_Supplied text_.
Single by Bunga Citra Lestari
- Language: Indonesian
- Released: 20 March 2025
- Label: Bash; Visinema;
- Songwriter: Laleilmanino
- Producer: Laleilmanino

Jumbo singles chronology
| "Kumpul Bocah" (2025) | "Selalu Ada Di Nadimu" (2025) | "Dengar Hatimu" (2025) |

= Selalu Ada Di Nadimu =

"Selalu Ada Di Nadimu" is a song written by Laleilmanino for the 2025 animated film Jumbo. Two versions of the song performed in this film: a ballad version sung by Bunga Citra Lestari as the voice of Don's mother, and a children's version sung by Prince Poetiray and Quinn Salman as the voices of Don and Meri, respectively. The version by BCL was released as a single on 20 March 2025 through Bash Music, followed by Poetiray and Salman's version released two weeks later.

== Background and composition ==
Laleilmanino wrote "Selalu Ada Di Nadimu" in 2021, while Prince Poetiray and Quinn Salman recorded a version of the song in 2022. Its lyrics described about wishing and heartwarming moments between parents and children. One of the songwriters, Nino Kayam, stated that the song was inspired by his father's death.

_Task requirements_.
1. Copy the passage of the song article verbatim, starting at "Jumbo singles chronology" and ending at "two weeks later.".
2. Which song titles appear in the Jumbo singles chronology of the song article?
3. Write the next part of the article on the song "Selalu Ada Di Nadimu", continuing from its final sentence.

[Referring expression grounding data]

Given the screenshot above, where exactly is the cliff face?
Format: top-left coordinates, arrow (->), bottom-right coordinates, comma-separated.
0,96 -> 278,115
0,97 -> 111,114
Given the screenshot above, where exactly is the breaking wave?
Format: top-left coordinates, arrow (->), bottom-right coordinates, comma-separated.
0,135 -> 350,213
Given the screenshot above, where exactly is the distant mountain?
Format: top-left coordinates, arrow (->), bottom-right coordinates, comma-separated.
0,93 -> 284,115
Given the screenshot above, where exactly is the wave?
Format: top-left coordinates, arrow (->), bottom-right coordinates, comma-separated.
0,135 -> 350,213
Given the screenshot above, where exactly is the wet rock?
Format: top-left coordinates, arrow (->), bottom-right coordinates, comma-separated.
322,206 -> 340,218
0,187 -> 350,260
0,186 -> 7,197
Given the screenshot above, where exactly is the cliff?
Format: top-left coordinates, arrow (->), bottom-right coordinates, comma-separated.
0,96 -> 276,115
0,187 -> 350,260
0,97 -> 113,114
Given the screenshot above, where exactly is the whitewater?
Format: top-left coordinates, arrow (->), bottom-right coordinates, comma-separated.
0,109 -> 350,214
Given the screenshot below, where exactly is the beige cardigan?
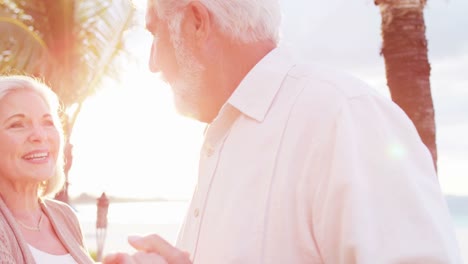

_Results_.
1.
Jumbo singles chronology
| "Kumpul Bocah" (2025) | "Selalu Ada Di Nadimu" (2025) | "Dengar Hatimu" (2025) |

= Selalu Ada Di Nadimu =

"Selalu Ada Di Nadimu" is a song written by Laleilmanino for the 2025 animated film Jumbo. Two versions of the song performed in this film: a ballad version sung by Bunga Citra Lestari as the voice of Don's mother, and a children's version sung by Prince Poetiray and Quinn Salman as the voices of Don and Meri, respectively. The version by BCL was released as a single on 20 March 2025 through Bash Music, followed by Poetiray and Salman's version released two weeks later.

2. "Kumpul Bocah", "Selalu Ada Di Nadimu", "Dengar Hatimu"

3.
== Reception ==
"Selalu Ada Di Nadimu" was met with generally positive reviews by critics, who praised the song's arrangement. Liputan 6 described the song as "sweet, lovely and ear-catching".

== Commercial performance ==
=== Bunga Citra Lestari version ===
BCL's version of "Selalu Ada Di Nadimu" debuted at number nineteen on the Billboard Indonesia Songs chart dated 3 May 2025, then peaked at number seventeen on the chart dated 10 May and at number eleven on the chart dated 17 May.

=== Prince Poetiray and Quinn Salman version ===
Prince Poetiray and Quinn Salman's version of "Selalu Ada Di Nadimu" debuted at number nine on the Billboard Indonesia Songs chart dated 26 April 2025, then peaked at number three on the chart dated 3 May.

== Live performances ==
On 19 May 2025, BCL performed "Selalu Ada Di Nadimu" on the result and reunion show of Indonesian Idol season 13. On 2 August 2025, it became a "surprise song" on the sixteenth Simfoni Untuk Bangsa concert titled "8 Dekade Musik Indonesia". On 9 December, "Selalu Ada Di Nadimu" is included on the set list of Erwin Gutawa's Symphonesia: Viral concert.

== Charts ==
=== Bunga Citra Lestari version ===

Weekly chart performance for "Selalu Ada Di Nadimu"
| Chart (2025) | Peak position |
|---|---|
| Indonesia (IFPI) | 14 |
| Indonesia (Billboard) | 11 |

=== Prince Poetiray and Quinn Salman version ===

Weekly chart performance for "Selalu Ada Di Nadimu"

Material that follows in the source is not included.